WORK INSTRUCTIONS »
Where an entry contains an image, skip the image and print the rest exactly.

Records from a data collection:
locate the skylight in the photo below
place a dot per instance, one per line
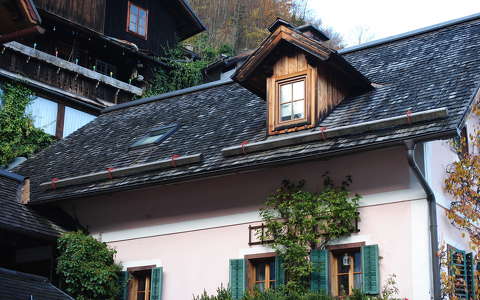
(155, 136)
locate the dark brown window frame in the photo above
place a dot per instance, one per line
(133, 286)
(290, 79)
(130, 4)
(274, 125)
(251, 261)
(334, 252)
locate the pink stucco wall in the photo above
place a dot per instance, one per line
(193, 228)
(439, 157)
(198, 260)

SOLUTION FOR THIS TASK »
locate the skylight in the photo below
place a dot per instance, one per line
(155, 136)
locate the dark brown window frame in the photo above
place a dot per instance, one per line
(133, 286)
(290, 79)
(130, 4)
(274, 125)
(251, 261)
(334, 252)
locate the pink stucco wall in the photo above
place a dot per instance, one per line
(193, 228)
(439, 157)
(198, 260)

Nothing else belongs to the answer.